* [Work to complete] Where does the string "brick" appear? Copy every line of the entries below that holds it.

***** Dataset extract

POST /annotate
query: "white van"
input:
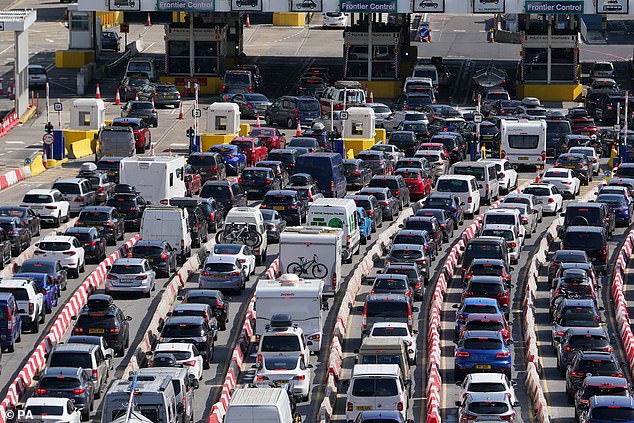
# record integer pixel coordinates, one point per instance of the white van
(251, 216)
(486, 175)
(338, 213)
(167, 223)
(255, 405)
(377, 387)
(465, 187)
(523, 142)
(313, 252)
(301, 298)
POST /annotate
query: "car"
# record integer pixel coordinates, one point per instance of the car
(565, 180)
(293, 370)
(186, 355)
(49, 204)
(105, 219)
(102, 317)
(233, 159)
(479, 351)
(191, 328)
(213, 298)
(70, 387)
(29, 218)
(132, 275)
(142, 109)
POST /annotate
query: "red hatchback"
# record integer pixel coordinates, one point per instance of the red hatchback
(252, 147)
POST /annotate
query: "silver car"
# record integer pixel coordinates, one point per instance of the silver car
(131, 275)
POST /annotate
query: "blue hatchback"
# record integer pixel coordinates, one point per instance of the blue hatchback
(231, 156)
(482, 351)
(47, 287)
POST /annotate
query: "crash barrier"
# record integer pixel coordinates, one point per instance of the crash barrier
(168, 298)
(37, 360)
(335, 362)
(11, 269)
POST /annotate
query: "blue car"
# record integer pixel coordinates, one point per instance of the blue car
(482, 351)
(47, 286)
(474, 305)
(365, 225)
(234, 160)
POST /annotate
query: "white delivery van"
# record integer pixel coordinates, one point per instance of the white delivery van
(167, 223)
(523, 142)
(157, 178)
(252, 216)
(313, 252)
(255, 405)
(301, 298)
(338, 213)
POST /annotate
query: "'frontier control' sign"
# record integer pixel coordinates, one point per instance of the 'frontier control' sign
(554, 6)
(368, 6)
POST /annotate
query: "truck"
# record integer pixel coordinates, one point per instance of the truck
(301, 298)
(156, 178)
(315, 252)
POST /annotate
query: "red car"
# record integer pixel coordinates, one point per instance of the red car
(252, 147)
(141, 130)
(272, 137)
(584, 126)
(419, 184)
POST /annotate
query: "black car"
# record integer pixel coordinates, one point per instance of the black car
(18, 233)
(91, 240)
(107, 221)
(193, 329)
(357, 175)
(101, 316)
(130, 207)
(51, 267)
(29, 218)
(215, 299)
(228, 194)
(287, 203)
(160, 255)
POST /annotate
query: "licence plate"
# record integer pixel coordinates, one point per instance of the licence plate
(483, 366)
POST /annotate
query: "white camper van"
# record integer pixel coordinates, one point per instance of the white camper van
(313, 252)
(157, 178)
(301, 298)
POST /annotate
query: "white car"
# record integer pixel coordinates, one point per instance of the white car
(335, 20)
(487, 382)
(186, 354)
(49, 204)
(66, 249)
(239, 251)
(507, 176)
(49, 409)
(397, 329)
(564, 179)
(591, 155)
(292, 370)
(547, 195)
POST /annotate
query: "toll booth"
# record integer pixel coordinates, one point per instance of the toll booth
(549, 63)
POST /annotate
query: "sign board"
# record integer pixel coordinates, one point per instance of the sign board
(48, 139)
(368, 6)
(554, 7)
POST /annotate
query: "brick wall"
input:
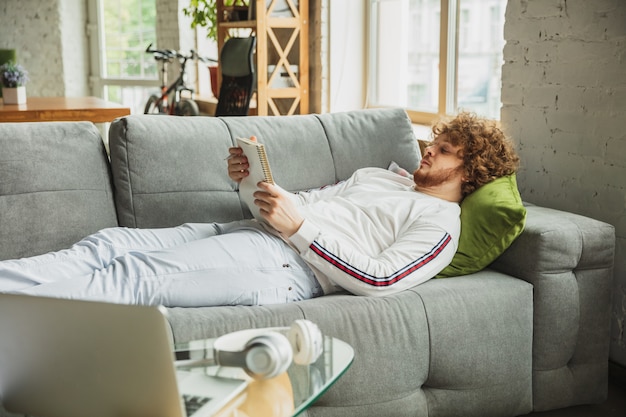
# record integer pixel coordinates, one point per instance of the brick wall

**********

* [Answer to this problem]
query: "brick wall"
# record integer pixel coordinates, one point per instance of the brick wall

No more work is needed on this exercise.